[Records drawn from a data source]
******

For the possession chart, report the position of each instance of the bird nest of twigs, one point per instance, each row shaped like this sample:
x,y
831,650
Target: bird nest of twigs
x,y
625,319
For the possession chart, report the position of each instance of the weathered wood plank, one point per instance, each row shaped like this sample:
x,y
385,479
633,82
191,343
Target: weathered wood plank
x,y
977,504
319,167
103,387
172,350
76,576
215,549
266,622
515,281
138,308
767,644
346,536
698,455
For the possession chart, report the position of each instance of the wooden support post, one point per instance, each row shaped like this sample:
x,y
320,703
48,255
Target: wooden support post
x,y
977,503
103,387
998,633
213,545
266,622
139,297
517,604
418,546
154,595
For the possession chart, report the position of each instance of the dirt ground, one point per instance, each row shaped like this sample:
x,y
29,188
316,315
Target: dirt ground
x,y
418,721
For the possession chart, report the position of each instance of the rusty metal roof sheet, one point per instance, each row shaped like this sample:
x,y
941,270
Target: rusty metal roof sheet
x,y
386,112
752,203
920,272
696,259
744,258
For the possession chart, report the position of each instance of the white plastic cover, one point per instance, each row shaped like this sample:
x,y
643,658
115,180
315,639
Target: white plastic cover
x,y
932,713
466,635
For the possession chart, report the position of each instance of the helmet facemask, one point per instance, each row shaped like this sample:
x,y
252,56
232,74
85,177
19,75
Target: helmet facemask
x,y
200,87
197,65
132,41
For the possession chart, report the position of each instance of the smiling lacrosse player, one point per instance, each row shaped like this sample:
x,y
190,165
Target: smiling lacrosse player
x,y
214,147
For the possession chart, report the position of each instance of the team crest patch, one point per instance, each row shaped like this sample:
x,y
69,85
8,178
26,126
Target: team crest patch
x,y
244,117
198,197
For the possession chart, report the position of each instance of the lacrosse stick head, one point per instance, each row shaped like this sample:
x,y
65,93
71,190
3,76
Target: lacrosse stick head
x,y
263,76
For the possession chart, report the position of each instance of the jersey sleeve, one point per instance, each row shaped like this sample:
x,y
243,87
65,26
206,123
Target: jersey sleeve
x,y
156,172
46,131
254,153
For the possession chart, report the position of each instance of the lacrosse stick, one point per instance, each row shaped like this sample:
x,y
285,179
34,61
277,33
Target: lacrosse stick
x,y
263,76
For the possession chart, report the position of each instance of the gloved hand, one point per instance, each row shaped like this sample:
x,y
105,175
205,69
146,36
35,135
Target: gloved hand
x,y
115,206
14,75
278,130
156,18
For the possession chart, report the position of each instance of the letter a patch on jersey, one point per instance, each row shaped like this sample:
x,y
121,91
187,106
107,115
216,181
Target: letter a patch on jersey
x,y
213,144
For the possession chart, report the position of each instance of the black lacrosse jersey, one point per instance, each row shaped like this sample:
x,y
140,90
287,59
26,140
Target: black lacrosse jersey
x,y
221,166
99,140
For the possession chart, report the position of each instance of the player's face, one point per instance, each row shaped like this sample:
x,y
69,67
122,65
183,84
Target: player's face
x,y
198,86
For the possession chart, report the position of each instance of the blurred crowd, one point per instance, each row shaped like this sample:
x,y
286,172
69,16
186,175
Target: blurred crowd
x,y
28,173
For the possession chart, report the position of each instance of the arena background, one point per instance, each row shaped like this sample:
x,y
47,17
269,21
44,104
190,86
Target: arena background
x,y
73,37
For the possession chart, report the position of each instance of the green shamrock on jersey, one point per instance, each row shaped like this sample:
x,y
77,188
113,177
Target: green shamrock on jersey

******

Exercise =
Reproduce all of the data above line by line, without altering a single character.

Solution for this exercise =
For the possession chart, report the position of each instance of the bird nest of twigs, one point per instance, each row shaped like this sample:
x,y
831,650
Target: bird nest of twigs
x,y
625,319
For the possession chart, report the position of each instance of the weathered wood plank, one point per instance, each row shaped like this sample:
x,y
385,479
633,82
191,343
Target: weathered wood plank
x,y
977,504
319,167
103,387
172,350
76,576
215,549
266,622
515,281
138,308
767,644
346,536
698,455
For the possession chart, report the position of each instance of the wooden support post, one point per instance, each row shaped like this sample:
x,y
320,703
48,255
Target: wooden support post
x,y
977,503
103,387
998,633
213,545
266,622
139,297
517,604
418,546
154,595
For the possession chart, report the position of each instance of the dirt ground, one point per instance, each row shaped like this sample:
x,y
29,188
316,315
Target: dirt ground
x,y
418,721
For the possession chart, report the position of each instance of the rusty metal roof sheet, one point per instance, each row shaped like this sample:
x,y
941,270
Target: rusty metal roof sheet
x,y
386,112
752,203
920,272
696,259
744,258
For the possession chart, report the position of each instance of the white plastic cover, one point per instance, each row shaped like this sample:
x,y
643,658
115,180
315,639
Target: white plastic cover
x,y
932,713
466,635
For the possession chart, report the position of each instance of the helmet facemask, one point per instance, each row shaped like this sample:
x,y
252,56
232,74
85,177
19,75
Target: helmet facemask
x,y
200,87
197,65
132,41
For the possession chart, report the position of each instance of the smiling lacrosse player, one point per instance, each row shaped like this sample:
x,y
190,165
Target: smiling lacrosse player
x,y
214,147
For the possession chart, report the position of each instance of the team crest patch, one point per instance, each row shaped like this sample:
x,y
69,85
8,178
26,126
Target: team crest patch
x,y
244,117
198,197
For the possession chart, report the position of each instance of the lacrosse stick head, one point per instance, each row shaped like this sample:
x,y
65,93
71,190
3,76
Target: lacrosse stick head
x,y
263,76
For the possession chart, report the position of each instance of the jersey sleeve, one point per instance, each row shaped like this sample:
x,y
243,87
65,26
206,123
Target: jersey sleeve
x,y
156,172
46,131
254,153
For the possession chart, report the position of each instance of the lacrosse stick, one point per instance, each row shaped like this sample:
x,y
285,179
34,61
277,33
Target: lacrosse stick
x,y
263,76
For the possession chart, report the position of each instance of the gloved hand, one point per instance, each row shaped like this sample:
x,y
105,175
205,69
146,36
35,135
Target: gloved hand
x,y
115,206
14,75
278,130
156,18
For the possession chart, report the position of each instance of the letter a patch on jersey, one point per instance, each row shaped like this sample:
x,y
121,91
187,106
107,115
216,181
Target: letter a patch on jersey
x,y
213,144
For the possession chart, report the position of each instance of the black lacrosse jersey, one point per instance, each row shaped like this sample:
x,y
140,90
287,59
26,140
Target: black lacrosse jersey
x,y
221,166
99,140
For the possession chart, report the position of each instance of the player's face, one point per instance, each row shaped like this sample:
x,y
69,67
122,65
183,84
Target: player's face
x,y
198,86
For the possession chart, report the position of each instance of the blurred crowd, one point per instance, each row shaped like this sample:
x,y
286,172
69,16
186,175
Target: blurred crowd
x,y
28,173
For the possession chart, report the position of each instance of the arena background, one point per instance, each row shaped like this sample:
x,y
47,17
269,21
44,104
190,86
Target: arena background
x,y
73,37
For the possession chart, report the position of each instance of the green shamrock on jersey, one point per instance, each row shaped like this sample:
x,y
77,188
113,177
Target: green shamrock on jersey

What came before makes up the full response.